AIM OF THE EXERCISE:
Please copy the part of the material that opens with the line containing "of the carved" and closes with the line containing "x=797, y=412", including both of those lines. Scale each coordinate in its answers by 0.9 and round to whole numbers, with halves rounding up.

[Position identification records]
---*---
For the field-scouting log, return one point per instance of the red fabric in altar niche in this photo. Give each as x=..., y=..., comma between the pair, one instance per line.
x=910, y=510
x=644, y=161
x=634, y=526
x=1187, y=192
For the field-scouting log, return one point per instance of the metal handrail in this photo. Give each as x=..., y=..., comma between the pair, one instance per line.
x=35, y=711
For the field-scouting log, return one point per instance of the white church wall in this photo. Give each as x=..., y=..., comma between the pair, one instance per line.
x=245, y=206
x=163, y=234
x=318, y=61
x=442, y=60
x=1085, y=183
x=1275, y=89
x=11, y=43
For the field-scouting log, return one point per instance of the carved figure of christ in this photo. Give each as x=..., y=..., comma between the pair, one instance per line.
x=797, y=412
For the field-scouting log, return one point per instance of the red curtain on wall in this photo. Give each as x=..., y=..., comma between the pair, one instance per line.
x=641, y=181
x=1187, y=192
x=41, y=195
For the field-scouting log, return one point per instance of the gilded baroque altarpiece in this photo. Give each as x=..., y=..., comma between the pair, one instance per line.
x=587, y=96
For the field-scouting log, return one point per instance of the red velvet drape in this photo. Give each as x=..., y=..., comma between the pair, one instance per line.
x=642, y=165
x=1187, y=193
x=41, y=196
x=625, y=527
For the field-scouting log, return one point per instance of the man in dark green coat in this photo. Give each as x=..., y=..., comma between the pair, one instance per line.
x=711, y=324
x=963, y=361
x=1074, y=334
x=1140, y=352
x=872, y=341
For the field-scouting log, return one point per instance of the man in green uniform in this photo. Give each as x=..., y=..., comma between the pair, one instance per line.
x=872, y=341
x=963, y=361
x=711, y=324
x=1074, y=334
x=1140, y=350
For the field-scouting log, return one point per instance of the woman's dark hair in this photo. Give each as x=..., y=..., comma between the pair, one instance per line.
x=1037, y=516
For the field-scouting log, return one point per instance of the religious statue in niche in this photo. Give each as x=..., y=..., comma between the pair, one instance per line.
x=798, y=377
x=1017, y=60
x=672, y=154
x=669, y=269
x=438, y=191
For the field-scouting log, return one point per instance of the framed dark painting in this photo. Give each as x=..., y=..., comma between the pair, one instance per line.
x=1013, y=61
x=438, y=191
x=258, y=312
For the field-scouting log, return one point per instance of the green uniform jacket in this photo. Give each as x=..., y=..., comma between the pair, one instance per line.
---*---
ANSWER FOR THIS EXERCISE:
For the field-scouting log, return one point per instance of the carved figure of christ in this photo. Give each as x=..., y=..., comma between the pair, one instance per line.
x=717, y=371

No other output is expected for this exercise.